• Supplied passage:
=== Begin Enclosure ===

Drug shortages have rarely been so severe. In recent months, thousands of patients have had to delay treatments for cancer and other life-threatening diseases. Others are rationing their medicines. Shortages have hit more common drugs, too, including ADHD treatments, asthma inhalers and children’s Tylenol.
One of the Food and Drug Administration’s jobs is to foresee and avoid such shortages. It says it prevented more than 200 such incidents last year. For lifesaving medications, zero shortages should be the goal – and the agency could do more to make that happen.
Shortages have myriad causes. Most occur when regulators identify quality problems at manufacturing sites, which halts production of potentially harmful medications. Some shortages – most recently, of ADHD stimulants and weight-loss drugs – are partly the result of surging demand. Others are caused by natural disasters.
While the FDA can’t force a company to make a drug or boost production, it can help businesses resume operations. For example, it can expedite reviews of new production lines or help drugmakers find alternate sources of key ingredients. It can also establish workarounds by extending expiration dates when appropriate or allowing imports of medicines that aren’t approved in the U.S. but meet relevant safety standards.
Better oversight of the product pipeline would help, too. Traditionally, the FDA has relied on reports from pharmacies and voluntary disclosures from manufacturers to monitor shortages. In recent years, Congress established new mandatory reporting requirements for drugmakers, which were expanded during the pandemic. As a result, the agency has copious data that could help signal looming shortages. But it isn’t using that information well. A recent congressional report flagged complaints about data management and analysis. One large buyer of prescription drugs said the agency was “data rich, but information poor.” The FDA conceded that much of its information is “unstructured” and “buried in PDFs.”
Other federal agencies are working to map the drug supply chain. The Department of Homeland Security, for instance, has partnered with the private sector to monitor vulnerabilities using artificial intelligence. The FDA should do more to coordinate this work.
Some lawmakers want to mandate more reporting from drug companies, including demand spikes, the volume of ingredients purchased from suppliers and details about intermediaries involved with production. This would be useful, but only if the FDA deployed the necessary staff and technology to improve its analytics and predictive modeling.
With or without the FDA, don’t companies have every incentive to keep shortages to an unavoidable minimum? Evidently no – least of all in the market for generics, where shortages tend to be concentrated. Fierce competition on price alone means thin margins. Manufacturers often cut corners to lower costs, which leads to quality problems and makes supplies especially vulnerable to disruption. In many cases, producers can’t easily track the fluctuating conditions affecting their suppliers and intermediaries. Again, the FDA could help fill that gap with information already at its disposal.
Shortages can’t be eliminated, but they can and should be kept to a minimum. Don’t forget: Lives are at stake.

=== End Enclosure ===

• Source data:
=== Begin Enclosure ===

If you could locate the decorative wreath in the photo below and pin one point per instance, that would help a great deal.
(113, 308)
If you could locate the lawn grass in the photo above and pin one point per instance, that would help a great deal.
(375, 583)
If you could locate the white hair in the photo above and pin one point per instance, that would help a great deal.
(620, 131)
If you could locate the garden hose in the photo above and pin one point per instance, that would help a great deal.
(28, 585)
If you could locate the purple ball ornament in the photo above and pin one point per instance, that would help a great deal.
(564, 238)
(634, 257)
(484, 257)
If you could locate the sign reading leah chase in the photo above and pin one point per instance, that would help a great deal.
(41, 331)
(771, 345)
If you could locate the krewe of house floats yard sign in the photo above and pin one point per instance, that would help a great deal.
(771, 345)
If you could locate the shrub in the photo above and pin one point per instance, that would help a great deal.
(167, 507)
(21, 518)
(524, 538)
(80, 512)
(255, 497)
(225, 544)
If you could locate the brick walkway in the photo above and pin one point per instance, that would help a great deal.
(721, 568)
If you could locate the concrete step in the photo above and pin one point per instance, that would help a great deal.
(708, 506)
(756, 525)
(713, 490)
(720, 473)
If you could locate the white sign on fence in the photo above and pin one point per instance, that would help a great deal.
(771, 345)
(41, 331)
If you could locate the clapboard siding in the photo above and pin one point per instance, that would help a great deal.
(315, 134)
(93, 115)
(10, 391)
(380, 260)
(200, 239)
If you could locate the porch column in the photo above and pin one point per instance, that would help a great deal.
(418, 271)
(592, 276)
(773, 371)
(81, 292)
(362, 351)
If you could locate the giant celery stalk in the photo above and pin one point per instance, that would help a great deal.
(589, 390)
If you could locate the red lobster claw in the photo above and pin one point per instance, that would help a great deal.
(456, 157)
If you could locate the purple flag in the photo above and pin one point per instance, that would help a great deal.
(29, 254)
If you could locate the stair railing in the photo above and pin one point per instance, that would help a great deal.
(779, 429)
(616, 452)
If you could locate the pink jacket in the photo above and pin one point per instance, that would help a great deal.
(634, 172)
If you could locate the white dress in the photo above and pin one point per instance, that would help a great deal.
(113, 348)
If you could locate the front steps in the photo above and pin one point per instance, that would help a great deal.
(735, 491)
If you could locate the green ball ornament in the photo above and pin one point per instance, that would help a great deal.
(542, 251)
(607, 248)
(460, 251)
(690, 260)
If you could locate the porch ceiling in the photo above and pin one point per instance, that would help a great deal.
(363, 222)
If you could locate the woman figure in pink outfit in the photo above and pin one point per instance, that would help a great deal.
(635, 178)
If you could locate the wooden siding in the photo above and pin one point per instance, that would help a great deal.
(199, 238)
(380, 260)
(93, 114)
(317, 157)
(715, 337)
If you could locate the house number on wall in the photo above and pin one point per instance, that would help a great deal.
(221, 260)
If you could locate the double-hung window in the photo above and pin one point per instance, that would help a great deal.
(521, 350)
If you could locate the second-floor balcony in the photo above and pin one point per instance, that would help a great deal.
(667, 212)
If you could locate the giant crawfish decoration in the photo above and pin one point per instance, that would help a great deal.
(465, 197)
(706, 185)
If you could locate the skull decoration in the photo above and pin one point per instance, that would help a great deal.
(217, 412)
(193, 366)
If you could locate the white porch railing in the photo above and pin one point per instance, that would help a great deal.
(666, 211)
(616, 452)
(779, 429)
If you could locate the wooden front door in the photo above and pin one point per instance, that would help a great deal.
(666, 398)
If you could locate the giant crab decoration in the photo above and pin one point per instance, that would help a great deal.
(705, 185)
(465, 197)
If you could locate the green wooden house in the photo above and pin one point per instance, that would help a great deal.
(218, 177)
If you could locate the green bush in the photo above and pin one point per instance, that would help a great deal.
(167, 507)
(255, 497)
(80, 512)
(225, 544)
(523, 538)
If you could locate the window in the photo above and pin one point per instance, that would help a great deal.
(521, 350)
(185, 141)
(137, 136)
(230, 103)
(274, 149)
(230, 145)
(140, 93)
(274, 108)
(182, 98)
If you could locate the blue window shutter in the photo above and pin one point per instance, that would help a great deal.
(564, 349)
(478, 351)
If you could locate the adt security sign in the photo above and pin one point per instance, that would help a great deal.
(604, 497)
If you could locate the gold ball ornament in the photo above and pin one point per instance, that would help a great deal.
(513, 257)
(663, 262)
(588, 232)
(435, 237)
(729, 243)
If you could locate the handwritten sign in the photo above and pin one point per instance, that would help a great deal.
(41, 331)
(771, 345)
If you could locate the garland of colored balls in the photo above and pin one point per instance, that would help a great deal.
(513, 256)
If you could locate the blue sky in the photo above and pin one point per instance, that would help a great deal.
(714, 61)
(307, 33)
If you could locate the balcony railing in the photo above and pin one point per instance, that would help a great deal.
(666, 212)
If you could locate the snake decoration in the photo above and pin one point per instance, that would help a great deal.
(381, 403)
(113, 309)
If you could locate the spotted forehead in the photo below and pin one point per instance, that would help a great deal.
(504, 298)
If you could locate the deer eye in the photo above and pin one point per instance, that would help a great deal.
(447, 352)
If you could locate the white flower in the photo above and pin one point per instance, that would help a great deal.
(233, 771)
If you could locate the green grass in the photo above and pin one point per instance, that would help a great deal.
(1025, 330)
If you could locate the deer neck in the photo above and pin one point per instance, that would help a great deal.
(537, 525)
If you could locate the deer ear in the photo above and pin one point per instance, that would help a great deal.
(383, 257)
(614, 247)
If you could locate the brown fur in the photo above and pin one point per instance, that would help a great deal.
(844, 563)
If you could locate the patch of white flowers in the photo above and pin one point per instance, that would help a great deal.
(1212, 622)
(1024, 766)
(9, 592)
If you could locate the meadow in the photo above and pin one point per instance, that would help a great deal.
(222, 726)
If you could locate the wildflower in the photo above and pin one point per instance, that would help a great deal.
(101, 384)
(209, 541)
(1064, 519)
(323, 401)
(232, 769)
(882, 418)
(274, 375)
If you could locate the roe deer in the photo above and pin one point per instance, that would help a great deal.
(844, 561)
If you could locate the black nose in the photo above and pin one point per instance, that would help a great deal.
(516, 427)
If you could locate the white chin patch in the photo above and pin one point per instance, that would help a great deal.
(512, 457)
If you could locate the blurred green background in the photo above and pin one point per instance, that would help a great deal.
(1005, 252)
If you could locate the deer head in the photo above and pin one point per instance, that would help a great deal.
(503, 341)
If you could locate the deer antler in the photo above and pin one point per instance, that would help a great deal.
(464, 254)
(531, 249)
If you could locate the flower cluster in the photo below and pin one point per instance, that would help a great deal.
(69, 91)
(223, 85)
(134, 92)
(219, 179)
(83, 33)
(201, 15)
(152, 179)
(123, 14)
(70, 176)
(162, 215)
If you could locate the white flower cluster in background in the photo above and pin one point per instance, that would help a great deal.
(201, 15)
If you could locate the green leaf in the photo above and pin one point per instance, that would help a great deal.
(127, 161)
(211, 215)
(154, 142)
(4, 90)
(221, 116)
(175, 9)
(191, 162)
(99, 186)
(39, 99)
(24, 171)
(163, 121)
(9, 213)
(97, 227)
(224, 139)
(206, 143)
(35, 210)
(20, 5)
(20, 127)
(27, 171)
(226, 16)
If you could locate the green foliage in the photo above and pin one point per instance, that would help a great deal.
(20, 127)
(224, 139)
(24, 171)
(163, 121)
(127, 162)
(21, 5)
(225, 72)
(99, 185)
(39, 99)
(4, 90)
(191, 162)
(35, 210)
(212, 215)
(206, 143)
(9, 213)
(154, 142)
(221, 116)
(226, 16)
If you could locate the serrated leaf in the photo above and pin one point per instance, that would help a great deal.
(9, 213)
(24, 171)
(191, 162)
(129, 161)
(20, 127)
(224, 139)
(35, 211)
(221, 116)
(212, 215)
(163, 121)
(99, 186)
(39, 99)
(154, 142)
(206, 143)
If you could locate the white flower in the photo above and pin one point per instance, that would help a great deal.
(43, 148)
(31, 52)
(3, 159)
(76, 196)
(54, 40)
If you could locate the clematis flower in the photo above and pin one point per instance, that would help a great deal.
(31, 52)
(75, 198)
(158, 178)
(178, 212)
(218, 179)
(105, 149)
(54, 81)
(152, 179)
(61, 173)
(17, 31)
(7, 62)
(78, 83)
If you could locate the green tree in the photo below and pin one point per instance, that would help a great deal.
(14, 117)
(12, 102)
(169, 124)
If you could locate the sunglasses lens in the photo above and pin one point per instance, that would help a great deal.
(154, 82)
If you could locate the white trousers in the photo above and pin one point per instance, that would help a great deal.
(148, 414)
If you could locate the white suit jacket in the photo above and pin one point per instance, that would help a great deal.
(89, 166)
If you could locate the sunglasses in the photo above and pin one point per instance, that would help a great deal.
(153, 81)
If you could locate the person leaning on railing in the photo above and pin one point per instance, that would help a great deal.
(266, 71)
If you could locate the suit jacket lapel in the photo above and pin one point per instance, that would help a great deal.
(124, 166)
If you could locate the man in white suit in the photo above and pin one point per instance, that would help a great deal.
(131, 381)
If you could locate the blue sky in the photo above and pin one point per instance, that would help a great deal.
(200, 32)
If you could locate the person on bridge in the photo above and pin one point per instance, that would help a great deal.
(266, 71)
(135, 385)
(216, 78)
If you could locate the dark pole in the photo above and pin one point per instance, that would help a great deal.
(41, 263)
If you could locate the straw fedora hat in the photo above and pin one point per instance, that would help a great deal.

=== End Enclosure ===

• Assignment:
Please answer these questions from the text on drug shortages:
(a) How many shortage incidents does the FDA say it prevented last year?
(b) Which federal department has partnered with the private sector to monitor vulnerabilities using artificial intelligence?
(c) In which market do shortages tend to be concentrated?

• Finished task:
(a) More than 200.
(b) The Department of Homeland Security.
(c) The market for generics.